* What is being asked: Please copy the lines from the one containing "Exercise. Point to every instance of the car hood" through the last line, swapping "windshield" for "windscreen" and keeping everything else the same.

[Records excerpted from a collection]
'''

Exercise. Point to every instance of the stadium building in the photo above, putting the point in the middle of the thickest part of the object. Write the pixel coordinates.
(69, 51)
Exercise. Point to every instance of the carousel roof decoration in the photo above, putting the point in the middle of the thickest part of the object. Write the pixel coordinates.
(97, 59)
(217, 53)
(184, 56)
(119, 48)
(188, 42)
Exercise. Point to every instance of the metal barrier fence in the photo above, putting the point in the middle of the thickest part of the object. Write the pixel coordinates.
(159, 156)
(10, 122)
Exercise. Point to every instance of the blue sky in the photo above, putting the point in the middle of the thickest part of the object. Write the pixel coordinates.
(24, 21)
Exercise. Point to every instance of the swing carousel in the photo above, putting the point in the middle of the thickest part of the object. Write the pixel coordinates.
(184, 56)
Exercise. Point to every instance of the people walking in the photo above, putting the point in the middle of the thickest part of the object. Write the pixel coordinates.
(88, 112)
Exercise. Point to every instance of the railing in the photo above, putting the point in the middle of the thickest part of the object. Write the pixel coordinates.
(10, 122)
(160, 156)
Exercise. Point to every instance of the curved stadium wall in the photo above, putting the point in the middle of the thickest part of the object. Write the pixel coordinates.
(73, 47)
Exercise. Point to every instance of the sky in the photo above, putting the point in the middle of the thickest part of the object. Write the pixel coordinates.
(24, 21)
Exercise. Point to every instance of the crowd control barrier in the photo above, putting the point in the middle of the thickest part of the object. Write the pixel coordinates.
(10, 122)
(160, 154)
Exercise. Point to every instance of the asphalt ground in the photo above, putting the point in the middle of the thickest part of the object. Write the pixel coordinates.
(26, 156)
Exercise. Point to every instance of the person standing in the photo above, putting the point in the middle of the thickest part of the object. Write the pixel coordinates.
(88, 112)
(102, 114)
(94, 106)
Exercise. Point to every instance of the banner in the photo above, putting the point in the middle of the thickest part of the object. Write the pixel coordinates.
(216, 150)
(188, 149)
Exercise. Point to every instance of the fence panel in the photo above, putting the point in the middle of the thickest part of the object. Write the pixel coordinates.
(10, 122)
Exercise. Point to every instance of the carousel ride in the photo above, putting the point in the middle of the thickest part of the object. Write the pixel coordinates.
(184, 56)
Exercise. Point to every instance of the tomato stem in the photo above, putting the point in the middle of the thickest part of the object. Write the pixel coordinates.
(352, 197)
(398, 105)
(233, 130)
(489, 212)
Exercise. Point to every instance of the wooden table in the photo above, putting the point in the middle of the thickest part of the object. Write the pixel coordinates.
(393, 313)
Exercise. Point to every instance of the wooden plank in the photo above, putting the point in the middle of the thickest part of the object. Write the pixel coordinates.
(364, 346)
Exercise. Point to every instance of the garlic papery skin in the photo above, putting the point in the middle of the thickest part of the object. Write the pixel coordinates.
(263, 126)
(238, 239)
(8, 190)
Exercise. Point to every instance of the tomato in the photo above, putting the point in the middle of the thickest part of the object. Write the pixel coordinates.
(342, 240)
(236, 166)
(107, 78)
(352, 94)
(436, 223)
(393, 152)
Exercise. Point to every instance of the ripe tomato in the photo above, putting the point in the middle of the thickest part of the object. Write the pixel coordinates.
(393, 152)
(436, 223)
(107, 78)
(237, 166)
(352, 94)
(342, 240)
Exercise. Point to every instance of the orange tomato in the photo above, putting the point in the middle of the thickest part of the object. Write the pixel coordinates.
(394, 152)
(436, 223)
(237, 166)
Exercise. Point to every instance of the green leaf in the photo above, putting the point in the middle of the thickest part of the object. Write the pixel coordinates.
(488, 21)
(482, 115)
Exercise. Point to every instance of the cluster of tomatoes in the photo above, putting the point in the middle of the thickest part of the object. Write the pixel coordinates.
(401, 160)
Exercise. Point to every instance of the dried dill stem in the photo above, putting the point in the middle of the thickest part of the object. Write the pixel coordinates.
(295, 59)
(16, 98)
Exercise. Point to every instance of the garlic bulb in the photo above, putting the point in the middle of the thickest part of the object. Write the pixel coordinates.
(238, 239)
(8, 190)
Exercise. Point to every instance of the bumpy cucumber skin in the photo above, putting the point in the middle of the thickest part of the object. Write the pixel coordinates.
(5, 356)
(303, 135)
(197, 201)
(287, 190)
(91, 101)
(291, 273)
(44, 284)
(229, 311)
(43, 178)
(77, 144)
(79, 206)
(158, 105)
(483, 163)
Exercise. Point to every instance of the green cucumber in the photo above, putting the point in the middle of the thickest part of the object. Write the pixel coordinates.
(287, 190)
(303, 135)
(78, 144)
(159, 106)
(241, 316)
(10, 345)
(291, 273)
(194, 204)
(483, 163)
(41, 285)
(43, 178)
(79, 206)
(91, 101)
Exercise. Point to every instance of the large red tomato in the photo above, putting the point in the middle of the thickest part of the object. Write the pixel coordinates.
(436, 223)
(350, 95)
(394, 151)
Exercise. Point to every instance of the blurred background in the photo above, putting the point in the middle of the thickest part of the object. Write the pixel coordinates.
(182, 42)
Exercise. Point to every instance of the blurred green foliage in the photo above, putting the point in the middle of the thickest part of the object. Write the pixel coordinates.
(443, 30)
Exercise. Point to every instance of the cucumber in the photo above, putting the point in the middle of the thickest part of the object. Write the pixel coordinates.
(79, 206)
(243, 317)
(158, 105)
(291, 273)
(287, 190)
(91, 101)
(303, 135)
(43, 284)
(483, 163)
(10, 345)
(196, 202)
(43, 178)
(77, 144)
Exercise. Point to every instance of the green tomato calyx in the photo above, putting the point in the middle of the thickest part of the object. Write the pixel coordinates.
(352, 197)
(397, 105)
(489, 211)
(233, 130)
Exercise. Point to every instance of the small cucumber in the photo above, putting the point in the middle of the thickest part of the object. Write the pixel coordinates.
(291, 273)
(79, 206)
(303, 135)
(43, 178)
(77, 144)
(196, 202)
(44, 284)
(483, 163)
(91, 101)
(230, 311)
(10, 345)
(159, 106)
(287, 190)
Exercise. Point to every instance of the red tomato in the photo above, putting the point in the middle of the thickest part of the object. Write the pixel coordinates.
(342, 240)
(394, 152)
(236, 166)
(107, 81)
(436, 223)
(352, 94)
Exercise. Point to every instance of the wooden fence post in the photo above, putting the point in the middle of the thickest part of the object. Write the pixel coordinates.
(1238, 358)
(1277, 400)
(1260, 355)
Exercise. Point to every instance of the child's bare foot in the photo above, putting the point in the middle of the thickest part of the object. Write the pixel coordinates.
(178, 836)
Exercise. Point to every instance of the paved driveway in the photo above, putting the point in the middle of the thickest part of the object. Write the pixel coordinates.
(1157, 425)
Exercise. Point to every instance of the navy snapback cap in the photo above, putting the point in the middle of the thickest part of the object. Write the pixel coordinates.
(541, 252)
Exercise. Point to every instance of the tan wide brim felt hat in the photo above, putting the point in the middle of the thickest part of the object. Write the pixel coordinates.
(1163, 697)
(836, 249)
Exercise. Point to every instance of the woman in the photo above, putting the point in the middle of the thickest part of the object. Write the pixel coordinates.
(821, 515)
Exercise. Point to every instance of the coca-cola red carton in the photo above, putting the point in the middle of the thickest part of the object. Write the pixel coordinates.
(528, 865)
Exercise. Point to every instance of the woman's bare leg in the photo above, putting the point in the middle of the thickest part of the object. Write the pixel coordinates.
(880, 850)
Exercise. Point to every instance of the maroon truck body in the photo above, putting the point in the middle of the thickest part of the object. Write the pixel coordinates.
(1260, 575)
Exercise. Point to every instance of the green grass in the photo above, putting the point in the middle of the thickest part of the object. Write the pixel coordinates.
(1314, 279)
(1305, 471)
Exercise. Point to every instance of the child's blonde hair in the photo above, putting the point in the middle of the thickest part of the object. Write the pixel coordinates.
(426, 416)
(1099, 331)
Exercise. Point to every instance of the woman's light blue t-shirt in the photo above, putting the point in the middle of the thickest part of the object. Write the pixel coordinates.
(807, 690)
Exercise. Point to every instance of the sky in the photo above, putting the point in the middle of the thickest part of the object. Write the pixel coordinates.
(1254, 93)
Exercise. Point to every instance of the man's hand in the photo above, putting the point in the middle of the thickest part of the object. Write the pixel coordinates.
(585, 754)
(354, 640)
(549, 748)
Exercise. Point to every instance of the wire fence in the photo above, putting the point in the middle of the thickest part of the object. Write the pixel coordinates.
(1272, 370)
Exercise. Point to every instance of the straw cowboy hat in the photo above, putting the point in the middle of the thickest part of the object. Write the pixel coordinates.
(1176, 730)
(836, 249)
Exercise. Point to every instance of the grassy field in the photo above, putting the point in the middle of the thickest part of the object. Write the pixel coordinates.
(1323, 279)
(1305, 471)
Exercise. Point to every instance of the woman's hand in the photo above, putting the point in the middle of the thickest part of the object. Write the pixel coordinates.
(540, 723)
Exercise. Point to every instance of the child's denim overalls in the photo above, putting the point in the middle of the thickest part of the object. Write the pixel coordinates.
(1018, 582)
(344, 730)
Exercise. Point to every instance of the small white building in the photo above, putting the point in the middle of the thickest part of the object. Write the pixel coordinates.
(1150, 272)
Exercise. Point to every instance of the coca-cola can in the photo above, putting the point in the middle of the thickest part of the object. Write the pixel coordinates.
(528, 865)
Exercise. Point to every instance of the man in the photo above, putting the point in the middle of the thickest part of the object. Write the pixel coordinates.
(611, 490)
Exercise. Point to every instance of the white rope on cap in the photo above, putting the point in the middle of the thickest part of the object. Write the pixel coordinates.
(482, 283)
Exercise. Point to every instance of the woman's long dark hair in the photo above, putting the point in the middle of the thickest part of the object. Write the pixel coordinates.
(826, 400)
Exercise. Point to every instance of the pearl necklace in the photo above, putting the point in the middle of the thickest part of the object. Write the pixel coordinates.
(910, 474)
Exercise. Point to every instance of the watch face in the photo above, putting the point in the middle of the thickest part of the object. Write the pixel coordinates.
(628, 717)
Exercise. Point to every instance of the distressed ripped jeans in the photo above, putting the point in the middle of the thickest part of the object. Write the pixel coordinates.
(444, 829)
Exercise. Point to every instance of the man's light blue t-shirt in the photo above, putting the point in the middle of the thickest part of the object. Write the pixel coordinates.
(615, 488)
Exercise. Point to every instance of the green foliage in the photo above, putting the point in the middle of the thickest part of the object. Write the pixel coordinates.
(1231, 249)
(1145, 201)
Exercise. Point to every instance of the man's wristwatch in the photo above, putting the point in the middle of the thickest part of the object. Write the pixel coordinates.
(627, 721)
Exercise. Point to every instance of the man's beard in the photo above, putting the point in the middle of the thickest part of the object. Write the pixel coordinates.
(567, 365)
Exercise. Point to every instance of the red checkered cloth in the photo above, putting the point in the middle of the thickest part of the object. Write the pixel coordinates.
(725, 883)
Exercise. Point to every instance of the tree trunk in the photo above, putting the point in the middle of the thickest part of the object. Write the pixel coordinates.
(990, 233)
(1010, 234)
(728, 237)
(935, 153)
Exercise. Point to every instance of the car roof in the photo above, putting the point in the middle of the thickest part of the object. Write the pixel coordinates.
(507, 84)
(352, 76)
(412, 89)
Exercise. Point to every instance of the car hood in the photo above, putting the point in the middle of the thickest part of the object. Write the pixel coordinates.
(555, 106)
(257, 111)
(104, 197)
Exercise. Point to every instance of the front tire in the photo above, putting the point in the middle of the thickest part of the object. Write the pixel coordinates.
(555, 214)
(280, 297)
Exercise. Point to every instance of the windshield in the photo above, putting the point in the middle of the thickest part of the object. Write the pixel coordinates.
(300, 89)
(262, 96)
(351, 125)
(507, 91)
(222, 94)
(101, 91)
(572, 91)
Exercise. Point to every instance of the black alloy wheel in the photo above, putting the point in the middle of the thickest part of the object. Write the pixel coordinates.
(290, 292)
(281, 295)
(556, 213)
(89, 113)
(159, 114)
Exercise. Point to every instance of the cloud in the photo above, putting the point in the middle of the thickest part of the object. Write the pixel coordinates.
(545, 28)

'''

* Worked answer:
Exercise. Point to every instance of the car hood in the photo above, putting the point in the middle of the thickest part of the object. Write the pixel coordinates.
(555, 106)
(257, 111)
(104, 197)
Exercise. Point to every instance of the front tire in the photo above, putting the point in the middle of the thickest part of the object. Write the pixel coordinates.
(555, 214)
(280, 297)
Exercise. Point to every instance of the windscreen in the photo above, putting the point in the middle of the thickest part of the object. Write the pixel coordinates.
(300, 89)
(262, 96)
(351, 125)
(507, 91)
(222, 94)
(101, 91)
(572, 91)
Exercise. Point to every instance of the black alloy wheel in the photo above, putting the point in the middle of the thickest part of the object. Write the pixel coordinates.
(290, 292)
(281, 295)
(556, 213)
(89, 113)
(159, 114)
Exercise. Point to every instance of the cloud in the photo above, putting the point in the middle of the thickest part of the object. Write the pixel coordinates.
(545, 28)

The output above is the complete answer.